# What the exercise asks
Every record that appears below should be transcribed exactly.

============

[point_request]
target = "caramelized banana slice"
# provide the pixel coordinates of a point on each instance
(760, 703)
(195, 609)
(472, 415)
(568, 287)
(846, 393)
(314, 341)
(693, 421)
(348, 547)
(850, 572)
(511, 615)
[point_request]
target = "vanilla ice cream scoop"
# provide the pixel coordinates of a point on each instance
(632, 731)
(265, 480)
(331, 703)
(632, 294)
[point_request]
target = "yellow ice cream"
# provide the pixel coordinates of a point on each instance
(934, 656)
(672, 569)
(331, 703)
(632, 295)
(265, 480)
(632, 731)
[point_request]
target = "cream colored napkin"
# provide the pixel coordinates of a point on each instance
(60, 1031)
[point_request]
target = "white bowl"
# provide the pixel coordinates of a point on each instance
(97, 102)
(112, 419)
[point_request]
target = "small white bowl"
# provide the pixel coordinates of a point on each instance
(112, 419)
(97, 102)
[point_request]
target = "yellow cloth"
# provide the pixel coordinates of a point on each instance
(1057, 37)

============

# Answer for this exercise
[point_request]
target = "caramelized banana slice"
# provide the pixel coordinates of a point on each instance
(760, 703)
(195, 609)
(472, 415)
(568, 287)
(846, 393)
(314, 341)
(693, 421)
(348, 547)
(850, 572)
(511, 615)
[point_request]
target = "vanilla ice cream scoop"
# provide the pixel coordinates of a point on each instance
(632, 731)
(265, 480)
(331, 703)
(632, 294)
[point_request]
target = "yellow ice cream"
# provide the pixel coordinates of a point on each instance
(934, 656)
(672, 569)
(331, 703)
(632, 295)
(265, 480)
(632, 731)
[point_request]
target = "cream colored napkin"
# provide the pixel coordinates of a point on each instance
(60, 1031)
[point_request]
target = "white bowl"
# provide the pixel coordinates of a point on each instance
(97, 102)
(112, 419)
[point_request]
target = "small white bowl"
# provide the pixel coordinates of a point on each instance
(112, 419)
(97, 102)
[point_request]
target = "yellow cloth"
# provide the pixel coordinates of a point on each instance
(1057, 37)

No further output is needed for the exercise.